# [ACTION ITEM]
The lines from the top of the records below through the one containing "Target: leafy seedling" are to be transcribed exactly, and nothing else is to be added.

[Records from a data source]
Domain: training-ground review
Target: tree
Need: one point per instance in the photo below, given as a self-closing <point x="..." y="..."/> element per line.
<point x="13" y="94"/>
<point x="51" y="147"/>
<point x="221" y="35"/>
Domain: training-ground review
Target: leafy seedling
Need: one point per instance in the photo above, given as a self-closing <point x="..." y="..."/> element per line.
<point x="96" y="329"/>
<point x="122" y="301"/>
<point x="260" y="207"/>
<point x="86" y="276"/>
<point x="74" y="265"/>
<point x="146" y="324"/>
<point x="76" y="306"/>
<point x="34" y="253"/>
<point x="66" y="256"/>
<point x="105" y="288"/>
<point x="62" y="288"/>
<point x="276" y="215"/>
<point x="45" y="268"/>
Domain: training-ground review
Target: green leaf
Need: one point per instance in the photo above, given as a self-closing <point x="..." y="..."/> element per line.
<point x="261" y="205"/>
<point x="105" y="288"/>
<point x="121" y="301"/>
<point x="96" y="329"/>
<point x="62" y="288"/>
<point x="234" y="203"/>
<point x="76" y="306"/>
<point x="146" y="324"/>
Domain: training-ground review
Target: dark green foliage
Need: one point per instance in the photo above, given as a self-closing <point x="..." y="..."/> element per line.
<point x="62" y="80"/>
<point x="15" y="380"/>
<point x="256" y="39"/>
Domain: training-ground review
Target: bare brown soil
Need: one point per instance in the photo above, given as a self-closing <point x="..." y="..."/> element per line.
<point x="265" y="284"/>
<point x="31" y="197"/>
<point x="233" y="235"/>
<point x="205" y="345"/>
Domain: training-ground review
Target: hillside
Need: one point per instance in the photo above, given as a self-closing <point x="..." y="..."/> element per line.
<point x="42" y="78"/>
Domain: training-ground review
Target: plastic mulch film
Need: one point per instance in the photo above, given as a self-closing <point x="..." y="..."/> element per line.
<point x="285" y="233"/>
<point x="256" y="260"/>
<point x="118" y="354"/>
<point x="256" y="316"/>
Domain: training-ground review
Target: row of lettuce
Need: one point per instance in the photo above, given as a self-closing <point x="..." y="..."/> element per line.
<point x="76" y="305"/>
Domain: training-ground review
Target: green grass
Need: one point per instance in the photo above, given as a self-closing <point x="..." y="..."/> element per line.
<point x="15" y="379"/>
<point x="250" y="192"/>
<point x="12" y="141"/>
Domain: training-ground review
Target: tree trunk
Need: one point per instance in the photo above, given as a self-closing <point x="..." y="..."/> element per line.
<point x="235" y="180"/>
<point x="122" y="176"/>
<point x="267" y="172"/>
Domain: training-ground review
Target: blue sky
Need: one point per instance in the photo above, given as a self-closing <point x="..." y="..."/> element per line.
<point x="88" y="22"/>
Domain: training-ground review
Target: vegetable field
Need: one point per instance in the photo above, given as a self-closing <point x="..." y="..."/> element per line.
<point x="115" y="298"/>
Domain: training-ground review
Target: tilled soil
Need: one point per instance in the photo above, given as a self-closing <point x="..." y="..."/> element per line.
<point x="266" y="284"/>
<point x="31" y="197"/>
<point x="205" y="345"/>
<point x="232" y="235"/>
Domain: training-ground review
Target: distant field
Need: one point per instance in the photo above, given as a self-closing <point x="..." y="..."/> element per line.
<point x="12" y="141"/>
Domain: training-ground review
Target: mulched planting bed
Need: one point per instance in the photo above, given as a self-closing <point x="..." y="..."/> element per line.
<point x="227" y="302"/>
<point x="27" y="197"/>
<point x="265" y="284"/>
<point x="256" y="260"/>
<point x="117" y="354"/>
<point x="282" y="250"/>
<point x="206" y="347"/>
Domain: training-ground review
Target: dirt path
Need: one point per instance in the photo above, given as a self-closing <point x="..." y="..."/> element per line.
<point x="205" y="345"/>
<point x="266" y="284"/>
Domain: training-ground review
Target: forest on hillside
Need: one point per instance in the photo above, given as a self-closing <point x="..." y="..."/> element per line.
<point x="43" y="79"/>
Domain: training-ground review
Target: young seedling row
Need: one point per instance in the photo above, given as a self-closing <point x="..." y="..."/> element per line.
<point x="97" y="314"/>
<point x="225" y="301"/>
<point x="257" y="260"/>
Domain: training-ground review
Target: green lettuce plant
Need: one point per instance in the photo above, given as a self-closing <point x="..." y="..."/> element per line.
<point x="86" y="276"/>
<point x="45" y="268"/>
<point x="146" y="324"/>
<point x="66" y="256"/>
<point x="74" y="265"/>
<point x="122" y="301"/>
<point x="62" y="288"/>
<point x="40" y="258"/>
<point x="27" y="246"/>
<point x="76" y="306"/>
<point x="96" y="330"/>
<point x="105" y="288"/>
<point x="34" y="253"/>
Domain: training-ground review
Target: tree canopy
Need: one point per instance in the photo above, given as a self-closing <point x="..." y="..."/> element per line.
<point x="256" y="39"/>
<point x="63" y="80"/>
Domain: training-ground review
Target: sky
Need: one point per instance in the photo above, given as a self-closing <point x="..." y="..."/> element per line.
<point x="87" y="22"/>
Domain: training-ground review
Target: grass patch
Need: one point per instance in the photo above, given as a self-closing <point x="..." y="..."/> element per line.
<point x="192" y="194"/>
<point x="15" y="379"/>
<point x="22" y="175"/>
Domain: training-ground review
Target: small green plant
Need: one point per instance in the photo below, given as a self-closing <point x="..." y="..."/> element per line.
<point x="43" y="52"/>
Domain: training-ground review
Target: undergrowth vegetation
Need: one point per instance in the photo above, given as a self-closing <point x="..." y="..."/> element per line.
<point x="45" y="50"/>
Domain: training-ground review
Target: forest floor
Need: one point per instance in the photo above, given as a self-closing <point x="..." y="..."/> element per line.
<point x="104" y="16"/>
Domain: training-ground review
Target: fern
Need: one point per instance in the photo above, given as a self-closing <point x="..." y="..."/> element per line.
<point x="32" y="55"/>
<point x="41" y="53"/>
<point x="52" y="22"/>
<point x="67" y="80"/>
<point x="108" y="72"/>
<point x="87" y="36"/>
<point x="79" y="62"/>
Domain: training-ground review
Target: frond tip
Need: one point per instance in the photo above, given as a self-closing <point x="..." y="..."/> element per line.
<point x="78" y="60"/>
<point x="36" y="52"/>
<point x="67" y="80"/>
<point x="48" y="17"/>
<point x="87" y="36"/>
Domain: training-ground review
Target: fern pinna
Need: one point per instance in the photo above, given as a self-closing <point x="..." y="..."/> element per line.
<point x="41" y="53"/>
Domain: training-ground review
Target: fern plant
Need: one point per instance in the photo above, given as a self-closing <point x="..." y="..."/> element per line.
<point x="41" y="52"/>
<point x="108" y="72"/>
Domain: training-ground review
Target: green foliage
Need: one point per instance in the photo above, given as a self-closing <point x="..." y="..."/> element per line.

# [PROBLEM SOLUTION]
Domain: training-ground review
Target: tree
Need: one point per instance in the photo below, given as a self-closing <point x="..." y="..."/> element per line.
<point x="13" y="94"/>
<point x="51" y="147"/>
<point x="221" y="35"/>
Domain: training-ground review
Target: leafy seedling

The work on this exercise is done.